- [Stated task] Exactly reproduce the lines from the one containing "air conditioning unit." through the last line of the data, both ends included, leaving out pictures.

--- Start of Data rows ---

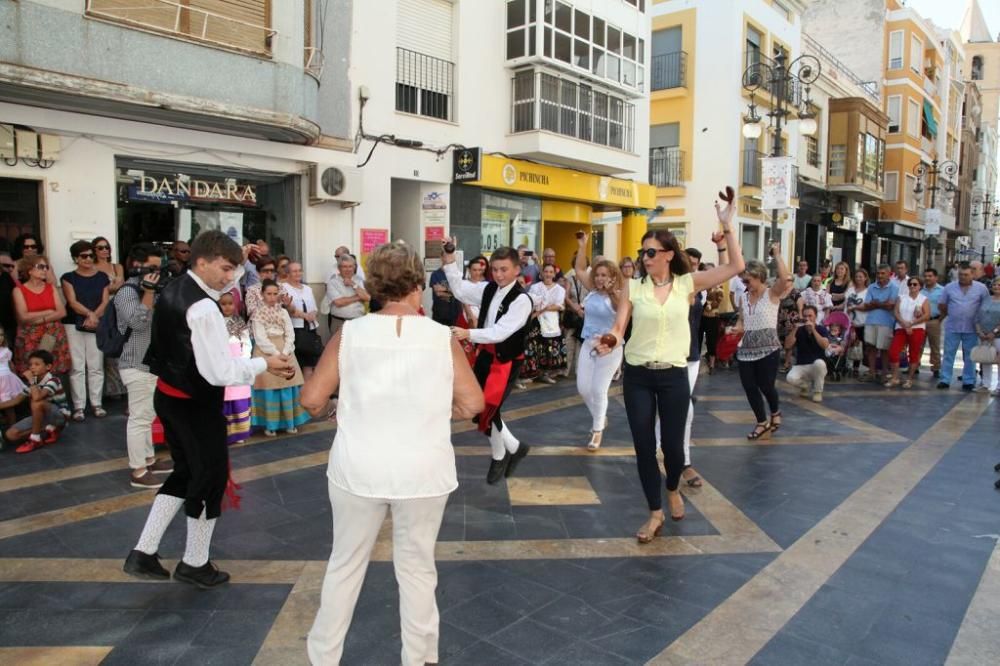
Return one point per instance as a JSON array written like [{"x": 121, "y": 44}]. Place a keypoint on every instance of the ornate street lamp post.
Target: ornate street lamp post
[
  {"x": 778, "y": 83},
  {"x": 946, "y": 168}
]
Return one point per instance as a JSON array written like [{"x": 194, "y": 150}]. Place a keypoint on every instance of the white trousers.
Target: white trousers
[
  {"x": 989, "y": 378},
  {"x": 356, "y": 524},
  {"x": 87, "y": 373},
  {"x": 693, "y": 367},
  {"x": 141, "y": 386},
  {"x": 809, "y": 375},
  {"x": 593, "y": 379}
]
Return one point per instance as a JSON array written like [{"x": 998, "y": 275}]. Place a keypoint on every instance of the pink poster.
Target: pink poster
[{"x": 372, "y": 238}]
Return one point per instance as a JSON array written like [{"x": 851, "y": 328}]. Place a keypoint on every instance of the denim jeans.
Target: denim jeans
[{"x": 951, "y": 342}]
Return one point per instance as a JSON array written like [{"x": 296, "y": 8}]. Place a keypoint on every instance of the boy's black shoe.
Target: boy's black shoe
[
  {"x": 206, "y": 576},
  {"x": 141, "y": 565}
]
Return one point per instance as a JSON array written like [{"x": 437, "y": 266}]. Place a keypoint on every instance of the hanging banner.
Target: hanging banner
[{"x": 776, "y": 182}]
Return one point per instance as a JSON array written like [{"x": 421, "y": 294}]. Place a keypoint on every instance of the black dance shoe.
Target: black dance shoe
[
  {"x": 141, "y": 565},
  {"x": 517, "y": 457},
  {"x": 498, "y": 469},
  {"x": 206, "y": 576}
]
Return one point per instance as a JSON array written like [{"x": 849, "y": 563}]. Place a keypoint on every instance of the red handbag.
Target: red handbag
[{"x": 728, "y": 344}]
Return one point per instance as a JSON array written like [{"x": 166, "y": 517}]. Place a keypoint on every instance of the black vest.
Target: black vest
[
  {"x": 513, "y": 346},
  {"x": 170, "y": 355}
]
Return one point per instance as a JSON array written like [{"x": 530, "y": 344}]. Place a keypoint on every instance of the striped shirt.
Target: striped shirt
[
  {"x": 52, "y": 388},
  {"x": 132, "y": 313}
]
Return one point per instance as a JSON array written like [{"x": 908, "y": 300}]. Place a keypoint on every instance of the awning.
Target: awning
[{"x": 929, "y": 118}]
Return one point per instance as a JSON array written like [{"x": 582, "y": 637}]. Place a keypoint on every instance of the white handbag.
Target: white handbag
[{"x": 984, "y": 353}]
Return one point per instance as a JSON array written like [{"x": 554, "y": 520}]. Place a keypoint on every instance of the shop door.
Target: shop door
[{"x": 19, "y": 209}]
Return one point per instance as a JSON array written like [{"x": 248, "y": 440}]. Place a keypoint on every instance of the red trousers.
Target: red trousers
[{"x": 915, "y": 342}]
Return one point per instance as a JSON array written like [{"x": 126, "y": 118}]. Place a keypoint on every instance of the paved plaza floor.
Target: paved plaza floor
[{"x": 865, "y": 532}]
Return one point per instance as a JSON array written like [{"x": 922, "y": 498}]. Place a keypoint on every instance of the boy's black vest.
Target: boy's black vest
[
  {"x": 513, "y": 346},
  {"x": 170, "y": 355}
]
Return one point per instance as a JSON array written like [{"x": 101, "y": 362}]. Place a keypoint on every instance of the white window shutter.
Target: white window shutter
[{"x": 424, "y": 26}]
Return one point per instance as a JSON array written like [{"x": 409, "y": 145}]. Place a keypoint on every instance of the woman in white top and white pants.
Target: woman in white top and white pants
[{"x": 400, "y": 363}]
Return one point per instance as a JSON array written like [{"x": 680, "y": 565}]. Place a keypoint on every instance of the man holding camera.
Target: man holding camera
[{"x": 134, "y": 309}]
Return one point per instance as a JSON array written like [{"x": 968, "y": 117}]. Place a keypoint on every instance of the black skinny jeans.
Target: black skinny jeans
[
  {"x": 758, "y": 379},
  {"x": 649, "y": 393}
]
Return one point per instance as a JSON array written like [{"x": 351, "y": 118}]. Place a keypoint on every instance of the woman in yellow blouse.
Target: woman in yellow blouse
[{"x": 656, "y": 381}]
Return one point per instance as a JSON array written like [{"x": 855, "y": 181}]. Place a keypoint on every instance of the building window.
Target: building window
[
  {"x": 896, "y": 49},
  {"x": 913, "y": 118},
  {"x": 977, "y": 68},
  {"x": 916, "y": 54},
  {"x": 812, "y": 151},
  {"x": 838, "y": 160},
  {"x": 669, "y": 63},
  {"x": 241, "y": 25},
  {"x": 549, "y": 102},
  {"x": 578, "y": 39},
  {"x": 909, "y": 198},
  {"x": 891, "y": 185},
  {"x": 424, "y": 84},
  {"x": 894, "y": 109}
]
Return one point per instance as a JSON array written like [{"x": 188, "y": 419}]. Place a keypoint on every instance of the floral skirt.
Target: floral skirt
[
  {"x": 278, "y": 409},
  {"x": 51, "y": 337},
  {"x": 542, "y": 354}
]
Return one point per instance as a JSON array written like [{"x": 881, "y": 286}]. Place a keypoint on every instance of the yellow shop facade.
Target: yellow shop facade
[{"x": 498, "y": 201}]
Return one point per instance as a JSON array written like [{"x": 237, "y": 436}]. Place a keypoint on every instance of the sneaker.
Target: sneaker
[
  {"x": 145, "y": 482},
  {"x": 29, "y": 446},
  {"x": 206, "y": 576},
  {"x": 142, "y": 565},
  {"x": 161, "y": 466}
]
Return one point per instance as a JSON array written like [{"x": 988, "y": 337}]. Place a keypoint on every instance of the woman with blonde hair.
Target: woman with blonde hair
[
  {"x": 604, "y": 283},
  {"x": 394, "y": 362}
]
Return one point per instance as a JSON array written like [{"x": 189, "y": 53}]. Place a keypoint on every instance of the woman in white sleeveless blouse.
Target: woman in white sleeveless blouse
[{"x": 401, "y": 378}]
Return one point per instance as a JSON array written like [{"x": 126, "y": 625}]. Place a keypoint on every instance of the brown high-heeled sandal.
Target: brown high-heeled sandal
[
  {"x": 643, "y": 536},
  {"x": 676, "y": 505}
]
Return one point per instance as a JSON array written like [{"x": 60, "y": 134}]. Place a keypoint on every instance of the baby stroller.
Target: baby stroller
[{"x": 836, "y": 353}]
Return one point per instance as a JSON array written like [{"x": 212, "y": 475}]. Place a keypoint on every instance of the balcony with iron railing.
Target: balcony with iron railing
[
  {"x": 666, "y": 166},
  {"x": 425, "y": 85},
  {"x": 544, "y": 101},
  {"x": 752, "y": 167},
  {"x": 179, "y": 19},
  {"x": 669, "y": 70}
]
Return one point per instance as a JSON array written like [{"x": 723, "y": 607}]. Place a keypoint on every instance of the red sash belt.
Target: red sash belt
[
  {"x": 495, "y": 386},
  {"x": 167, "y": 389}
]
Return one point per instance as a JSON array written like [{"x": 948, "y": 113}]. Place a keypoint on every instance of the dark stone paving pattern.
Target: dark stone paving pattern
[{"x": 898, "y": 600}]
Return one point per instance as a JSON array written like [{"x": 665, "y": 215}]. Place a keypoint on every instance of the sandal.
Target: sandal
[
  {"x": 646, "y": 536},
  {"x": 775, "y": 425},
  {"x": 692, "y": 481}
]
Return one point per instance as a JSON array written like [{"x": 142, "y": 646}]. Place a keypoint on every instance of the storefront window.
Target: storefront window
[
  {"x": 484, "y": 220},
  {"x": 164, "y": 203}
]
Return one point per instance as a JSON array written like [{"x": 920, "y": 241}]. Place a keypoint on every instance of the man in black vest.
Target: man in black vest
[
  {"x": 505, "y": 308},
  {"x": 189, "y": 354}
]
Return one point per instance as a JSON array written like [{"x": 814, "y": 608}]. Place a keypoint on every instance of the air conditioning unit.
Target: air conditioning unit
[{"x": 332, "y": 182}]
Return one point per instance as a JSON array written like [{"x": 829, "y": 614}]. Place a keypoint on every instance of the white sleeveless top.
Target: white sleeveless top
[{"x": 394, "y": 413}]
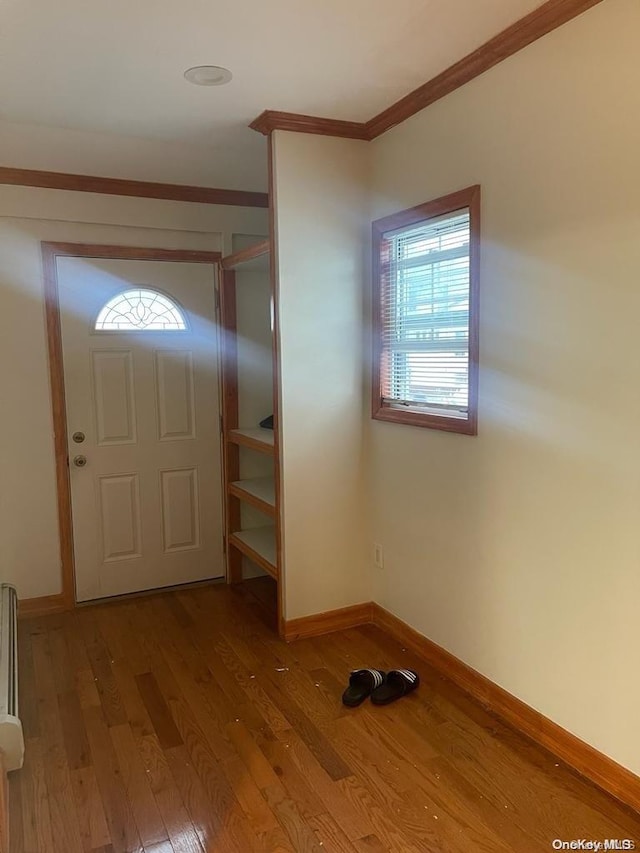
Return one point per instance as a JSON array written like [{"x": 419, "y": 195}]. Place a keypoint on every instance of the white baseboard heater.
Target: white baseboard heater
[{"x": 11, "y": 737}]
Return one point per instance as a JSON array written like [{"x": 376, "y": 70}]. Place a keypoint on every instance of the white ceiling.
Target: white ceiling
[{"x": 117, "y": 65}]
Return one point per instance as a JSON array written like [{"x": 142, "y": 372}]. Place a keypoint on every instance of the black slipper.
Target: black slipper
[
  {"x": 398, "y": 683},
  {"x": 361, "y": 683}
]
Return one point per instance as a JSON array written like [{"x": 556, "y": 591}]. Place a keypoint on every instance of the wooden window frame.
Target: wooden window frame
[{"x": 466, "y": 198}]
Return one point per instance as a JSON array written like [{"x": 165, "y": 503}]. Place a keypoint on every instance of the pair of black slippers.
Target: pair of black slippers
[{"x": 382, "y": 687}]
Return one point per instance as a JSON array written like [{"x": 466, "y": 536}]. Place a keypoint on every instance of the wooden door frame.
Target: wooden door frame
[{"x": 66, "y": 600}]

--- End of Data rows ---

- [Correct output]
Return one point per instance as a JSON array written like [{"x": 814, "y": 608}]. Place a keypoint on every instance of the air conditioning unit.
Target: air conditioning unit
[{"x": 332, "y": 182}]
Return one point per instance as a JSON array written like [{"x": 829, "y": 614}]. Place a keypoint on every instance of the white sleeveless top.
Target: white sleeveless top
[{"x": 394, "y": 413}]
Return one point per instance as a JSON array written like [{"x": 419, "y": 195}]. Place a keypoint on every instance of the white baseboard heater.
Target: white baseboard heater
[{"x": 11, "y": 737}]
Return one point per instance as a JSON array written like [{"x": 376, "y": 70}]. Place a keypoint on every instance of the white ceiling.
Target: white ceiling
[{"x": 117, "y": 65}]
Return one point per instance as a JSON array written like [{"x": 142, "y": 372}]. Place a keypoint on every instance of the black slipper.
Target: black slipper
[
  {"x": 398, "y": 683},
  {"x": 361, "y": 683}
]
Return one point per instance as a JSON array written like [{"x": 556, "y": 591}]. Place a keypoint on every instance of the wooden window frame.
Target: wooden window frame
[{"x": 466, "y": 198}]
Return one point per instance as a JSON array written like [{"x": 165, "y": 503}]. Place a keypoint on every instance of the pair of black slippers.
Target: pair of black slippers
[{"x": 382, "y": 687}]
Return one point per instance as a JSON array written like [{"x": 466, "y": 536}]. Place a keypoint on every instance of the wooden door frame.
Target: wooden door frame
[{"x": 66, "y": 600}]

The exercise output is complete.